Exercise:
Set down the whole forum thread on Sloterdijk, word for word and with nothing changed.

Passage for review:
|---|
That is why the olympian athletes also take their place as equals beside them.
>Furthermore, the efforts of the practiced one are inevitably swallowed by the apparatus of financialisation.
But what does that actually mean to you? Nothing. (You) assign meaning to your actions and that is why you can make them point towards the stars. No zog machine can take that away from you. Why lie down and admit defeat if you haven't even faced an enemy yet. Capital doesn't have a will and you are defeated by it?

>>24630498
>Sloterdijk wishes to dismantle religion as a dubious concept and replace it with something like regimes of training, monks as athletes.
It's not as black and white as that in my opinion.
Across his works, religion takes on all sorts of odd jobs society has in store for it.
It is a storage vessel for the heroic thymos sometimes, it is sometimes simply anthropological and another sphere for interacting with our loved ones once they passed, it is training as seen in YMCYL and sometimes it's theater.
He doesn't wish to dismantle it. He describes one of it multiple facets in this book.
Anonymous
8/12/2025, 7:41:05 AM No.24631392
>>24627390 (OP)
Thanks bro, I'll get back to grinding rank in Mahjong Soul
Anonymous
8/12/2025, 7:59:58 AM No.24631423
im gonna write the next great american novel. itll be about all of the stuff im personally interested in and the characters that are shown in a positive light will represent the values that i hold dear.
|---|
Records taken from a collection:
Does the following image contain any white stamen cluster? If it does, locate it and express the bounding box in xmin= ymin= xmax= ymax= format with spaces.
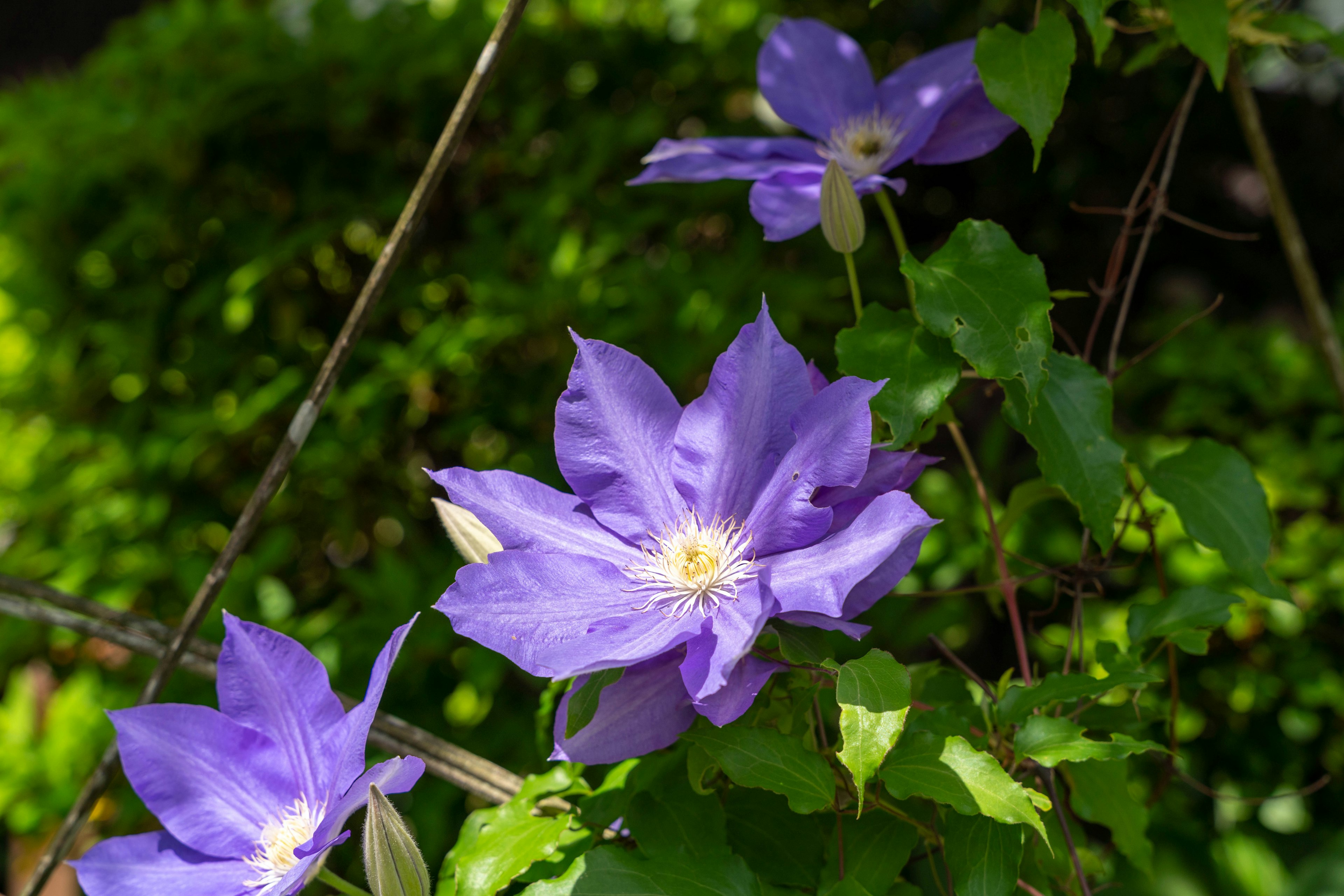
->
xmin=243 ymin=797 xmax=327 ymax=887
xmin=626 ymin=510 xmax=755 ymax=618
xmin=817 ymin=110 xmax=906 ymax=180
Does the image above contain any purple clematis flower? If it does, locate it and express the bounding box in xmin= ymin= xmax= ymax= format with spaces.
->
xmin=629 ymin=19 xmax=1017 ymax=240
xmin=430 ymin=304 xmax=936 ymax=763
xmin=71 ymin=613 xmax=425 ymax=896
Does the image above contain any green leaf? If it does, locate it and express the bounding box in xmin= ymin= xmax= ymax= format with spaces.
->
xmin=435 ymin=766 xmax=574 ymax=896
xmin=1062 ymin=760 xmax=1153 ymax=875
xmin=770 ymin=618 xmax=832 ymax=666
xmin=880 ymin=731 xmax=980 ymax=816
xmin=836 ymin=650 xmax=910 ymax=814
xmin=901 ymin=219 xmax=1052 ymax=402
xmin=1148 ymin=439 xmax=1292 ymax=600
xmin=1164 ymin=0 xmax=1231 ymax=90
xmin=942 ymin=816 xmax=1024 ymax=896
xmin=836 ymin=304 xmax=961 ymax=446
xmin=999 ymin=670 xmax=1161 ymax=724
xmin=1129 ymin=584 xmax=1242 ymax=648
xmin=938 ymin=736 xmax=1046 ymax=837
xmin=565 ymin=669 xmax=625 ymax=738
xmin=1004 ymin=352 xmax=1125 ymax=551
xmin=523 ymin=846 xmax=761 ymax=896
xmin=625 ymin=775 xmax=728 ymax=858
xmin=976 ymin=9 xmax=1075 ymax=171
xmin=1069 ymin=0 xmax=1115 ymax=66
xmin=1013 ymin=716 xmax=1163 ymax=768
xmin=995 ymin=477 xmax=1069 ymax=537
xmin=723 ymin=787 xmax=825 ymax=889
xmin=681 ymin=725 xmax=836 ymax=814
xmin=817 ymin=811 xmax=919 ymax=896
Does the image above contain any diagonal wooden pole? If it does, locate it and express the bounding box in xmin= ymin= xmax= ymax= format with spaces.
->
xmin=20 ymin=0 xmax=527 ymax=896
xmin=1227 ymin=52 xmax=1344 ymax=416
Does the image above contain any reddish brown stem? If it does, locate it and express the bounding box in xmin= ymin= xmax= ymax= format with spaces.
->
xmin=947 ymin=423 xmax=1032 ymax=688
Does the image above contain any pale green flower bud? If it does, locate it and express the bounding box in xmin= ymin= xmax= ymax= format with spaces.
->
xmin=821 ymin=158 xmax=867 ymax=253
xmin=364 ymin=784 xmax=432 ymax=896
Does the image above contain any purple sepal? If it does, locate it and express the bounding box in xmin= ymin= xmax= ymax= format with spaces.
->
xmin=693 ymin=656 xmax=785 ymax=728
xmin=550 ymin=649 xmax=695 ymax=764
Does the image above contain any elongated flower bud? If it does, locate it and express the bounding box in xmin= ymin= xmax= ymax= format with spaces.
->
xmin=433 ymin=498 xmax=504 ymax=563
xmin=364 ymin=784 xmax=430 ymax=896
xmin=821 ymin=158 xmax=867 ymax=253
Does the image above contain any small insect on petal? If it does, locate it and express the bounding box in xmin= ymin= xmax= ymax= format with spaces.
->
xmin=821 ymin=158 xmax=866 ymax=253
xmin=364 ymin=784 xmax=432 ymax=896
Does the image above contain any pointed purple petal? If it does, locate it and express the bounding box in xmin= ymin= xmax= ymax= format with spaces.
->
xmin=434 ymin=551 xmax=699 ymax=677
xmin=323 ymin=613 xmax=419 ymax=803
xmin=429 ymin=466 xmax=640 ymax=565
xmin=555 ymin=334 xmax=685 ymax=543
xmin=551 ymin=649 xmax=695 ymax=764
xmin=695 ymin=656 xmax=786 ymax=728
xmin=681 ymin=579 xmax=774 ymax=701
xmin=915 ymin=82 xmax=1017 ymax=165
xmin=672 ymin=301 xmax=812 ymax=521
xmin=812 ymin=445 xmax=942 ymax=532
xmin=215 ymin=611 xmax=345 ymax=795
xmin=808 ymin=361 xmax=831 ymax=395
xmin=626 ymin=137 xmax=820 ymax=187
xmin=757 ymin=19 xmax=878 ymax=140
xmin=878 ymin=38 xmax=980 ymax=171
xmin=294 ymin=756 xmax=425 ymax=858
xmin=746 ymin=376 xmax=886 ymax=556
xmin=774 ymin=610 xmax=872 ymax=641
xmin=840 ymin=510 xmax=941 ymax=619
xmin=107 ymin=703 xmax=298 ymax=856
xmin=762 ymin=492 xmax=936 ymax=619
xmin=70 ymin=830 xmax=255 ymax=896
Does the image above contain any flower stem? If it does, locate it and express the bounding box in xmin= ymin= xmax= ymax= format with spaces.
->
xmin=844 ymin=253 xmax=863 ymax=324
xmin=876 ymin=189 xmax=915 ymax=305
xmin=317 ymin=865 xmax=371 ymax=896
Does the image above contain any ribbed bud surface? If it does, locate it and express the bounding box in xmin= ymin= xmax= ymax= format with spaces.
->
xmin=821 ymin=158 xmax=866 ymax=253
xmin=364 ymin=784 xmax=430 ymax=896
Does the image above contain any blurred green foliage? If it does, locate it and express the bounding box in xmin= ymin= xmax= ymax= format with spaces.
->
xmin=0 ymin=0 xmax=1344 ymax=896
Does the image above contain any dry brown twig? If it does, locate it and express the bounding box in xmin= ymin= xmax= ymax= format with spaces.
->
xmin=20 ymin=0 xmax=527 ymax=896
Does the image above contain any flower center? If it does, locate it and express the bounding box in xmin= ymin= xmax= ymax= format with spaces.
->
xmin=243 ymin=797 xmax=327 ymax=887
xmin=626 ymin=510 xmax=755 ymax=616
xmin=817 ymin=112 xmax=906 ymax=179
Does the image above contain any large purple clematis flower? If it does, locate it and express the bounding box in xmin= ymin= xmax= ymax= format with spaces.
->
xmin=629 ymin=19 xmax=1017 ymax=240
xmin=71 ymin=613 xmax=425 ymax=896
xmin=430 ymin=304 xmax=934 ymax=763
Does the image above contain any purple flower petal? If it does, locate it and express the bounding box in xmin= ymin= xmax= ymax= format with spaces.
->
xmin=429 ymin=466 xmax=640 ymax=565
xmin=757 ymin=19 xmax=878 ymax=140
xmin=294 ymin=756 xmax=425 ymax=858
xmin=808 ymin=361 xmax=831 ymax=395
xmin=840 ymin=516 xmax=941 ymax=619
xmin=551 ymin=649 xmax=695 ymax=764
xmin=681 ymin=579 xmax=774 ymax=701
xmin=555 ymin=334 xmax=685 ymax=543
xmin=107 ymin=703 xmax=298 ymax=856
xmin=216 ymin=611 xmax=345 ymax=814
xmin=324 ymin=613 xmax=419 ymax=811
xmin=626 ymin=137 xmax=825 ymax=187
xmin=693 ymin=656 xmax=785 ymax=728
xmin=70 ymin=830 xmax=255 ymax=896
xmin=878 ymin=38 xmax=980 ymax=171
xmin=774 ymin=610 xmax=872 ymax=641
xmin=668 ymin=301 xmax=812 ymax=523
xmin=434 ymin=551 xmax=699 ymax=677
xmin=812 ymin=445 xmax=942 ymax=532
xmin=762 ymin=486 xmax=936 ymax=619
xmin=746 ymin=376 xmax=886 ymax=556
xmin=915 ymin=80 xmax=1017 ymax=165
xmin=747 ymin=167 xmax=906 ymax=243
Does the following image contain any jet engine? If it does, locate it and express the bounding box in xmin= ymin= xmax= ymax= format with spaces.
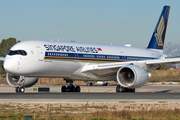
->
xmin=6 ymin=73 xmax=38 ymax=88
xmin=116 ymin=65 xmax=149 ymax=88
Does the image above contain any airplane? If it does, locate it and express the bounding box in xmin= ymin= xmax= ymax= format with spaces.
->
xmin=0 ymin=6 xmax=180 ymax=93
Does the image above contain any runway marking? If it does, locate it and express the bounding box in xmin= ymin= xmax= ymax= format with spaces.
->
xmin=119 ymin=101 xmax=135 ymax=103
xmin=158 ymin=101 xmax=167 ymax=103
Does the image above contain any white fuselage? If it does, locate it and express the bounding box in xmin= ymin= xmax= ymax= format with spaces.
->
xmin=4 ymin=40 xmax=164 ymax=80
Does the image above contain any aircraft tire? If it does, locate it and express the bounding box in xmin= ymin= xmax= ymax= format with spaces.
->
xmin=75 ymin=86 xmax=81 ymax=92
xmin=15 ymin=87 xmax=19 ymax=93
xmin=116 ymin=85 xmax=126 ymax=93
xmin=70 ymin=85 xmax=75 ymax=92
xmin=19 ymin=87 xmax=25 ymax=93
xmin=61 ymin=86 xmax=66 ymax=92
xmin=87 ymin=82 xmax=93 ymax=86
xmin=102 ymin=83 xmax=108 ymax=86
|---|
The answer:
That is why the olympian athletes also take their place as equals beside them.
>Furthermore, the efforts of the practiced one are inevitably swallowed by the apparatus of financialisation.
But what does that actually mean to you? Nothing. (You) assign meaning to your actions and that is why you can make them point towards the stars. No zog machine can take that away from you. Why lie down and admit defeat if you haven't even faced an enemy yet. Capital doesn't have a will and you are defeated by it?

>>24630498
>Sloterdijk wishes to dismantle religion as a dubious concept and replace it with something like regimes of training, monks as athletes.
It's not as black and white as that in my opinion.
Across his works, religion takes on all sorts of odd jobs society has in store for it.
It is a storage vessel for the heroic thymos sometimes, it is sometimes simply anthropological and another sphere for interacting with our loved ones once they passed, it is training as seen in YMCYL and sometimes it's theater.
He doesn't wish to dismantle it. He describes one of it multiple facets in this book.
Anonymous
8/12/2025, 7:41:05 AM No.24631392
>>24627390 (OP)
Thanks bro, I'll get back to grinding rank in Mahjong Soul
Anonymous
8/12/2025, 7:59:58 AM No.24631423
im gonna write the next great american novel. itll be about all of the stuff im personally interested in and the characters that are shown in a positive light will represent the values that i hold dear.